[Exercise aim]
Every entry must be given again exactly.

-- Begin Extracted data --

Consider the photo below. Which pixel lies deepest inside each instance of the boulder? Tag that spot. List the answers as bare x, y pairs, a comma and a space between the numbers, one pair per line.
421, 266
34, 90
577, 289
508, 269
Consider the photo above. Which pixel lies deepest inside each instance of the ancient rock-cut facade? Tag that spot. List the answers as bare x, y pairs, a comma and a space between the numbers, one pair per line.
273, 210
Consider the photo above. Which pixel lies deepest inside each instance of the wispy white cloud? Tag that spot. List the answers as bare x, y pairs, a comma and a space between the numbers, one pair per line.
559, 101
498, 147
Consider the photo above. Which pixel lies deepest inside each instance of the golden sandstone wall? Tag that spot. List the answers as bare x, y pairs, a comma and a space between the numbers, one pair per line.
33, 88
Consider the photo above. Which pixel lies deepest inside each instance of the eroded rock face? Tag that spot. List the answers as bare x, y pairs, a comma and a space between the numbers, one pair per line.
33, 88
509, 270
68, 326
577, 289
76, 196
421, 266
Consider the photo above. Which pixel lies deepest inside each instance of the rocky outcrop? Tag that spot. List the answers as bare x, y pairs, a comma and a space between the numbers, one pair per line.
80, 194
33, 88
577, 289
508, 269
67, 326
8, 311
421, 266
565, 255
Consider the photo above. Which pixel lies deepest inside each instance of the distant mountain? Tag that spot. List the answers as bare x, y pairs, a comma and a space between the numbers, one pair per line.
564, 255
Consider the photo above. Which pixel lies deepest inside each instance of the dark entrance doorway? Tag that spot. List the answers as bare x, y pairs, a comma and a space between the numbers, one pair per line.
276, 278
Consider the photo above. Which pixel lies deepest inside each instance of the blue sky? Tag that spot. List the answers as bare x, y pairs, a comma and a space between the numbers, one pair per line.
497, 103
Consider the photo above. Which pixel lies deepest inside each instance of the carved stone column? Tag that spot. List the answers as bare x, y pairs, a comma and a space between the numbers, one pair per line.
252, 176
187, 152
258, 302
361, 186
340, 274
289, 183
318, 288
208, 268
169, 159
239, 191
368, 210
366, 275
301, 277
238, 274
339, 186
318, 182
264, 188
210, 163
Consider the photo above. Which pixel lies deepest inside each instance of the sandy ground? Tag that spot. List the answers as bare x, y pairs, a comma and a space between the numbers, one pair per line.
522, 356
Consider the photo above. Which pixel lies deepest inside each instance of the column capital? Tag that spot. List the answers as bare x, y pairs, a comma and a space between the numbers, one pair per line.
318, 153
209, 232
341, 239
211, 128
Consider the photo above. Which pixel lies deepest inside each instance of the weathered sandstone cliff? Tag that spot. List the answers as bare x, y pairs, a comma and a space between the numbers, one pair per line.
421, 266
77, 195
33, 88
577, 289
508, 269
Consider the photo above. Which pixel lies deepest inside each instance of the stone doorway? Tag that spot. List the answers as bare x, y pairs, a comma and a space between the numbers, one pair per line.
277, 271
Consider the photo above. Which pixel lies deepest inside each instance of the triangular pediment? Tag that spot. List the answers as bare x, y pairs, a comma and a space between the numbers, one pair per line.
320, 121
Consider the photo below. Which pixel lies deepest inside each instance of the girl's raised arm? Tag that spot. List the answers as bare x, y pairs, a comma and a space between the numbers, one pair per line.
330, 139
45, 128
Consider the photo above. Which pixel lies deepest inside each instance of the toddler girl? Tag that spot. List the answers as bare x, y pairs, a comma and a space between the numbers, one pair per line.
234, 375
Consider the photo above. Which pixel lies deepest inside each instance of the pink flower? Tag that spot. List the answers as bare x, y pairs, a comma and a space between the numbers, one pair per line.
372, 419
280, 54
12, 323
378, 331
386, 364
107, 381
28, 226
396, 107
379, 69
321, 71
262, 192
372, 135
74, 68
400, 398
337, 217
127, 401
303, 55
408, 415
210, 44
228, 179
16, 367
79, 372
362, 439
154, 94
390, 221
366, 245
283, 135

-- End Extracted data --

[Finished exercise]
Consider the photo below. Which pixel lies deepest inside each instance of the boulder? Tag that spot. List the answers as bare x, y pairs, a comma and a space between the numbers, one pair per line.
421, 266
34, 90
577, 289
508, 269
Consider the photo above. Which pixel lies deepest inside each instance of the ancient rock-cut facade? Tag that spot. List the answers as bare x, y pairs, a comma and a space between the numbers, one pair per line.
273, 210
Consider the photo above. Which pixel lies deepest inside each instance of the wispy white cloud? Tag that spot. List the answers as bare x, y pairs, a comma and a space between the numbers, one pair per line.
559, 101
498, 147
Consider the photo above. Which pixel lies deepest inside each instance of the golden sandstone wall? Tag that spot. List the answers as bare x, y pairs, a comma and a space between the numbers, one pair per line.
33, 88
Consider the photo above. Which pixel lies deepest inside each instance of the eroded rock face? Tag that spot. List the answers as bare x, y pairs, a comma and a space between the numbers, one pair per line.
33, 88
509, 270
68, 326
577, 289
76, 196
421, 266
Consider the photo above. Which pixel lies deepest inside each instance of the rocky outcrop? Tag that spot. List the answers as bare x, y pairs, a comma and a space between the numbers, one pair per line.
80, 194
33, 88
577, 289
508, 269
67, 326
8, 311
421, 266
565, 255
Consider the photo above. Which pixel lies deepest inside each instance of the distant mountain? Tag that spot. List the answers as bare x, y pairs, a comma and a space between the numbers, one pair per line.
564, 255
Consider the photo above. Which pixel lies deepest inside each instance of the dark entrance doorway? Tag that spot. List the answers as bare x, y pairs, a comma and a space between the numbers, one pair per line.
276, 278
Consider the photo above. Which pixel lies deepest inside each instance of the blue sky? Tag that spot. List the answers as bare x, y pairs, a comma and a space between the numbers, one pair per line.
497, 103
Consider the photo above. Which pixel lies deepest inside each instance of the carved stone column? Tag that spot. List the answers as bare x, y pairs, a comma and a space between the numbers, one pair per line.
252, 176
187, 152
258, 302
361, 186
340, 274
289, 183
318, 288
208, 268
169, 159
239, 191
368, 210
366, 275
301, 277
238, 274
339, 186
318, 182
264, 188
210, 163
Consider the photo above. Which pixel lies deepest inside each instance of the sandy ground? Tag that spot. List the answers as bare x, y pairs, a comma and a space between the numbers, one pair per line.
522, 356
Consider the photo above. Which pixel lies deepest inside each instance of the column capital? Tag that spot. List the answers as bare x, y pairs, a comma and a space between the numbers, one pair per line.
318, 153
209, 232
341, 239
211, 128
Consider the photo above. Which pixel lies deepest inside each instance of the weathered sandstone cliff? Tag that spot. List the answers as bare x, y pairs, a comma and a space between the numbers, one pair per line.
421, 266
77, 195
33, 88
577, 289
508, 269
Consider the photo above. Which pixel lies deepest inside each instance of the stone doorway? Tag that spot. List the answers as bare x, y pairs, a comma and a space between the numbers, one pair per line.
277, 271
Consider the photo above. Which pixel lies deepest inside each instance of the triangular pediment? Tag that spot. List the answers as bare x, y pairs, a comma and a space between the numbers, one pair per line.
320, 121
Consider the photo below. Which pixel lies deepest inside each instance of the girl's raised arm? Tag that spot. List the answers as bare x, y pairs, a comma and a space between the numbers, one pair per line.
330, 139
45, 128
Consider the photo above. Which pixel lies deepest inside each instance of the toddler girl? Tag that spot. List the answers as bare x, y pairs, a comma and a space between the numbers, one pair per line.
234, 375
Consider the photo above. Which pixel lies deepest inside each instance of the pink flower? Tag that spot. List the answers as bare x, y pairs, a comma and a space between the numbers, one pair per line.
372, 419
280, 54
12, 323
378, 331
386, 364
107, 381
28, 226
396, 107
379, 69
321, 71
262, 192
372, 135
74, 68
400, 398
337, 217
127, 401
303, 55
408, 415
210, 44
228, 179
16, 367
79, 372
362, 439
154, 94
390, 221
366, 245
283, 135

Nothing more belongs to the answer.